Records from a point labeling set |
• • •
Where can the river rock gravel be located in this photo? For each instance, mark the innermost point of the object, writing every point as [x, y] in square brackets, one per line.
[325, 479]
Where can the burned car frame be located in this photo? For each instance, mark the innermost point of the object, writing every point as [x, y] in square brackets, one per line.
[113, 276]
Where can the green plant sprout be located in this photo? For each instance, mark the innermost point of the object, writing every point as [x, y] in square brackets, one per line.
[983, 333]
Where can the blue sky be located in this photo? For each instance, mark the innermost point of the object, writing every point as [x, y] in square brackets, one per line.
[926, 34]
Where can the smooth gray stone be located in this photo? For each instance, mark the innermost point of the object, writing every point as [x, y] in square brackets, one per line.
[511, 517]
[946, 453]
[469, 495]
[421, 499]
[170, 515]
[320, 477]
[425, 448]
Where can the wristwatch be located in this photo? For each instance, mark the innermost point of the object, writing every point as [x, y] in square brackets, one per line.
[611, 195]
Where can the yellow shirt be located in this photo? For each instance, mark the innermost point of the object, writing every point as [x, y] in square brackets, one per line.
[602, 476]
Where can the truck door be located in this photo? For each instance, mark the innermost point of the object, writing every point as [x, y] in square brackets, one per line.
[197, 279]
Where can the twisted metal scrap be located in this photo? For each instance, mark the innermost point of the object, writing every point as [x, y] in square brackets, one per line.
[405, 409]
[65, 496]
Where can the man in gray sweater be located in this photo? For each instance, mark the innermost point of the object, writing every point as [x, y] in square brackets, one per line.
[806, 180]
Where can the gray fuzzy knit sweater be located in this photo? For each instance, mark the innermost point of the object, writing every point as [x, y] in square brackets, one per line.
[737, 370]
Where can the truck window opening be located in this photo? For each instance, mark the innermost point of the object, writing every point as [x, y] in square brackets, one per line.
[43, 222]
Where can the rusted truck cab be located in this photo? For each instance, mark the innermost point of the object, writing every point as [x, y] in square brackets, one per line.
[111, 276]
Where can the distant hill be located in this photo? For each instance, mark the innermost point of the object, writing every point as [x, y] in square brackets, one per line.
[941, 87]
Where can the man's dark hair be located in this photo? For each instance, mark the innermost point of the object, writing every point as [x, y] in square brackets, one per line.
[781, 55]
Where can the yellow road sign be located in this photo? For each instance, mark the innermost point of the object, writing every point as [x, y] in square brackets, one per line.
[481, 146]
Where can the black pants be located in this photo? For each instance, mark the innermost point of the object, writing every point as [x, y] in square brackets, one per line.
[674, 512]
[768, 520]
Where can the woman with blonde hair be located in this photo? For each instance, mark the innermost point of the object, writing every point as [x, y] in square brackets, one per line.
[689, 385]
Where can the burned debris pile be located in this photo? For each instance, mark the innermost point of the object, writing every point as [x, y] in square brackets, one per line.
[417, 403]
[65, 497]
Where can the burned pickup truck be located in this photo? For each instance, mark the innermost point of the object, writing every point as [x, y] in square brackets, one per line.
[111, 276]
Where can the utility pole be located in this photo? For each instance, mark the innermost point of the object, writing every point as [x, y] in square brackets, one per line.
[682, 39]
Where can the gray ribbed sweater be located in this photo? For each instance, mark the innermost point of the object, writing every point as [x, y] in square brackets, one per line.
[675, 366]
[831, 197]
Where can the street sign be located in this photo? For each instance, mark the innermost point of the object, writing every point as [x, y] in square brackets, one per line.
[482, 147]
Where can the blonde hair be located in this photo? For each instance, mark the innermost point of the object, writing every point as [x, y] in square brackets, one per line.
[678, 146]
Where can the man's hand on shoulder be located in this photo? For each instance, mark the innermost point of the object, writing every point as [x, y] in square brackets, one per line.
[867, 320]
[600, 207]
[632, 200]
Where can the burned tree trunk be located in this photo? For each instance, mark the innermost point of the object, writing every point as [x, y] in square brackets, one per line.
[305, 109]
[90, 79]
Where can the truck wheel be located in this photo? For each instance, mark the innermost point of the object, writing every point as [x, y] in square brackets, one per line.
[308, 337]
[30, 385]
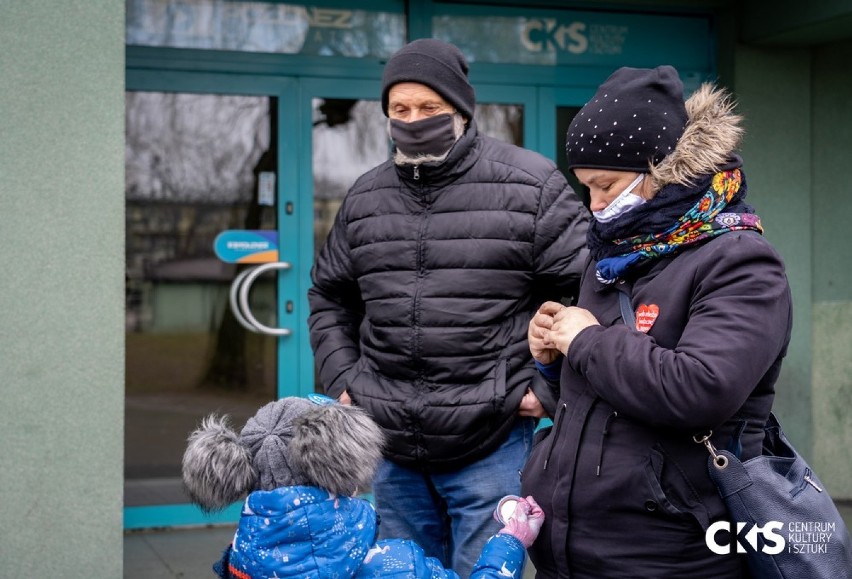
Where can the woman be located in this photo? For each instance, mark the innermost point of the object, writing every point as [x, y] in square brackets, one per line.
[624, 487]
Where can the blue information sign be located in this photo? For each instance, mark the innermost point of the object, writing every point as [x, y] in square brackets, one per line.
[247, 246]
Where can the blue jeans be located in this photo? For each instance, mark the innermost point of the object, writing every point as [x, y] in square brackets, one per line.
[450, 514]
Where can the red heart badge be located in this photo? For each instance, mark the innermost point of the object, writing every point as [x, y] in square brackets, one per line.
[646, 316]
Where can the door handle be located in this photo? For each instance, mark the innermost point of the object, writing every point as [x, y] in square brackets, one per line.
[239, 297]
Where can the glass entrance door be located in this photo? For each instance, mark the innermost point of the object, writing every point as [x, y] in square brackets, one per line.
[197, 164]
[209, 153]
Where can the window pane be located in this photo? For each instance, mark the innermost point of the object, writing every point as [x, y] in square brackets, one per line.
[266, 27]
[192, 169]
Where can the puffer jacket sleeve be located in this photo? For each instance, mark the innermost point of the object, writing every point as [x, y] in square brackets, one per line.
[560, 256]
[560, 238]
[502, 556]
[336, 309]
[738, 327]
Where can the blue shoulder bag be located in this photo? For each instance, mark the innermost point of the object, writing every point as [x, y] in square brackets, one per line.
[783, 517]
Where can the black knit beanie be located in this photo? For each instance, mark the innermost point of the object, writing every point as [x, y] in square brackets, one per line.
[634, 120]
[436, 64]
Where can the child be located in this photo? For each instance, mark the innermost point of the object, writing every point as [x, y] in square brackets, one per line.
[301, 461]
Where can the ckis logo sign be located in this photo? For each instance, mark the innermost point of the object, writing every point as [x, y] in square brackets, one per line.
[773, 541]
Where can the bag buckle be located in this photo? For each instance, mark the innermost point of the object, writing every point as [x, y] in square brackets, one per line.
[720, 461]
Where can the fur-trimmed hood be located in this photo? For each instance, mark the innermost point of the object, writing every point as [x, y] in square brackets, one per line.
[709, 140]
• • •
Problem to solve |
Starting with the line that contains "Where can the window", return each line through the last one of the data above, exactly as written and nothing more.

Output for this task |
Where can the window pane be located in this photo? For each instance, mark the innermost point of the object, writing every point as [x, y] in square brackets, one per line.
[266, 27]
[192, 169]
Where can the puffer jacket sleeve be located in this photo? For each instance, mark the innermost point of the object, writing every point as [x, y] in square brackets, one per line.
[560, 256]
[560, 238]
[502, 556]
[336, 309]
[738, 327]
Where can the blue shoulder bag be located in this photo? For each instance, mark the innermost point of the object, writing every point as [x, y] in square brackets, one per line.
[783, 517]
Where can the black knit beanie be located in this photo? For each instance, mark the innermost point of the object, writing every point as [x, y] in square brackets, one per line.
[634, 120]
[436, 64]
Where can the child be located in this photo? For each instance, mark the innermost point of the object, writing every point as [x, y] in square brackets, one per line.
[301, 461]
Where can the ckis logo sign be located in this photo? For each instance, mark the innermost point of the object, writing every point as [x, y] in square brackets, one per line.
[773, 541]
Where can the bag buckle be located in this photo? For each instance, mark the innermost point of the object, writing every point as [x, y] in square brackets, one per line.
[720, 461]
Where can the fur-trimmed hood be located in this photo? For each instance, mark the innermost point of the object, writing every point as [x, y] in square brackets, one per line.
[709, 140]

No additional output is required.